• **Extracted text**:
Defendant was convicted of four counts of sexual abuse in the first degree, ORS 163.427. He appeals from the convictions on two of those counts, arguing that the trial court erroneously admitted hearsay statements made by the victim. He contends that, because the victim was unavailable and defendant did not have the opportunity to cross-examine her, admitting her statements violated his Sixth Amendment right to confront the witnesses against him, as the right was interpreted in
Crawford v. Washington,
Two of the counts against defendant relate to acts involving his youngest daughter, T, who was four years old at the time of trial; the other two counts involved T’s older sister. This appeal concerns only the acts involving T. In 2004, T and her sister were living with their mother, a friend of their mother’s named Deborah, and Deborah’s teenaged daughter Brittany, who frequently provided childcare for the girls. On alternate weekends, the girls visited defendant. Between August and October 2004, Deborah noticed T engaging in unusual and inappropriate behavior. On one occasion, Deborah observed T pull her underwear aside and attempt to insert rocks in herself. She also noticed that T inappropriately touched Deborah’s father and other visitors. The first allegation of sexual abuse was raised after Brittany saw T grab the genitals of a male neighbor. When Brittany asked T why she had done that, she responded that defendant liked it when she did it to him. Brittany asked T whether anybody had touched her before, and T said that defendant had. Brittany then asked T where defendant had touched her, and T pulled her underwear aside and inserted her finger into her vagina.
The Department of Human Services (DHS) was notified about T’s allegation that defendant had touched her. DHS then reported the allegation to the Boardman Police Department, which assigned an officer to interview T and her sister. During the officer’s initial interview with the children, *655 they did not disclose any information about sexual abuse; the officer therefore decided against pursuing any criminal charges against defendant.

• **Material provided**:
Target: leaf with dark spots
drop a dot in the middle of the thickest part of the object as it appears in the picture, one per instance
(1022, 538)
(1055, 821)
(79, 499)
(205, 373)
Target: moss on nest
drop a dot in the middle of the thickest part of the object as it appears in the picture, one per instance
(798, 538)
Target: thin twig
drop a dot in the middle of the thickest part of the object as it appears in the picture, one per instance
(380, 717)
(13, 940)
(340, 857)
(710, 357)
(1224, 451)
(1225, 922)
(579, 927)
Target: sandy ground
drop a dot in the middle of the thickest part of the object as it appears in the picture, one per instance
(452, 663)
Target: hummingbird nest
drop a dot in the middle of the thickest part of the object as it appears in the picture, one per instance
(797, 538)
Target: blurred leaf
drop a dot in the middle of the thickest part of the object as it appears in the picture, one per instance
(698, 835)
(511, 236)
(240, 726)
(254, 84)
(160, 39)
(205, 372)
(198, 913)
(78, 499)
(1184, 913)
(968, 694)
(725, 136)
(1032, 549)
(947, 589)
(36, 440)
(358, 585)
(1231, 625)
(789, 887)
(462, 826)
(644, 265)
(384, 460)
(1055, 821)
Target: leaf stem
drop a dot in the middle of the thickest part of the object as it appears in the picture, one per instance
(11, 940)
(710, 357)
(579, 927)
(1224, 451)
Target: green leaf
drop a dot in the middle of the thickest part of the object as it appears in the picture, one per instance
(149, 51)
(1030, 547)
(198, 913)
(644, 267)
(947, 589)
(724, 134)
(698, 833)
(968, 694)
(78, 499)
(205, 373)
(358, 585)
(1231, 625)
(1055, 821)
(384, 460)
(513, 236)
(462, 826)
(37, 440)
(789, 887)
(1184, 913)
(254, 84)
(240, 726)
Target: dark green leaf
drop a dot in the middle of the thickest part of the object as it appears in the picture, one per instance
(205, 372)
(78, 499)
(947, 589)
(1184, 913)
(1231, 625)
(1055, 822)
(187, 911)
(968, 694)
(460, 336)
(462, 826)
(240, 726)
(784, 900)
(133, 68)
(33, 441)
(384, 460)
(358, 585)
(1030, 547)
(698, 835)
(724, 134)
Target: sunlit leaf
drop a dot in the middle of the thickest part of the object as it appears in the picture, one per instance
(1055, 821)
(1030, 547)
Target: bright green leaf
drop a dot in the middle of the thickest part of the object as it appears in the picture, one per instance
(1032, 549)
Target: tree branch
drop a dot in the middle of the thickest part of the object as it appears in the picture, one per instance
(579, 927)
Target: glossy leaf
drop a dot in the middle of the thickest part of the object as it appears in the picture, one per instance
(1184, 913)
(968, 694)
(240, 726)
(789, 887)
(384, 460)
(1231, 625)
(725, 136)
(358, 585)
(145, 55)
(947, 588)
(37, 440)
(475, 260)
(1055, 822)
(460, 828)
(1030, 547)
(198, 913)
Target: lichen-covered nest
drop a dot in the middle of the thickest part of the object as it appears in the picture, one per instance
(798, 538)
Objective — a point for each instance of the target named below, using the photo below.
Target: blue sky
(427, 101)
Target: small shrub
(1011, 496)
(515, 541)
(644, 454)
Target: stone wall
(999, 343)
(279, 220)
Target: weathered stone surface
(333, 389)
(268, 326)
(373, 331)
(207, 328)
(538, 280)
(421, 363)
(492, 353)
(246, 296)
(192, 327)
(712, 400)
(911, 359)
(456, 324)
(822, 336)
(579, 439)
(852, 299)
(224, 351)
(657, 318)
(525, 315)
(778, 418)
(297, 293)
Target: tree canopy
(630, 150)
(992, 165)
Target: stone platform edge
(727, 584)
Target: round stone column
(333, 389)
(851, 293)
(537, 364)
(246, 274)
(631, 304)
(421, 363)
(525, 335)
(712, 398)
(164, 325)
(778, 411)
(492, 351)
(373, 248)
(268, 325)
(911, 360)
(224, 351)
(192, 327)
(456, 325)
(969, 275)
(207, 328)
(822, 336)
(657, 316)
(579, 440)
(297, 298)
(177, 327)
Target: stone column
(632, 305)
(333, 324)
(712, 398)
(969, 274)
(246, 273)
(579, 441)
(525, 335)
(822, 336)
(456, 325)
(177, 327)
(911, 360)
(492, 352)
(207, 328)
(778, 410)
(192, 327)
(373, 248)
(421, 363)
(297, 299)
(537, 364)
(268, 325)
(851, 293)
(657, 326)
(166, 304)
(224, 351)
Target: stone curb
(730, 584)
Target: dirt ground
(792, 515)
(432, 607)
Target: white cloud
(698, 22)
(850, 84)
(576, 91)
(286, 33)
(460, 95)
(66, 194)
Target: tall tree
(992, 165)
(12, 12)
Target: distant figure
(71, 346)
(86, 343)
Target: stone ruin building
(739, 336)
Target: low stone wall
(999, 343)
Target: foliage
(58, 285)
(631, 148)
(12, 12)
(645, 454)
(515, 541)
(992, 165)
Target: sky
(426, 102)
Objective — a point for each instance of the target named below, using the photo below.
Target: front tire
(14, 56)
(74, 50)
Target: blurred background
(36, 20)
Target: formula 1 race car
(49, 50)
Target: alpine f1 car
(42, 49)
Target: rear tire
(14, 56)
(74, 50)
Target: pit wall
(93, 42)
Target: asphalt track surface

• **Problem description**: Reproduce verbatim the passage of the court opinion that runs from "The Department of" to "charges against defendant.".

• **Task answer**:
The Department of Human Services (DHS) was notified about T’s allegation that defendant had touched her. DHS then reported the allegation to the Boardman Police Department, which assigned an officer to interview T and her sister. During the officer’s initial interview with the children, *655 they did not disclose any information about sexual abuse; the officer therefore decided against pursuing any criminal charges against defendant.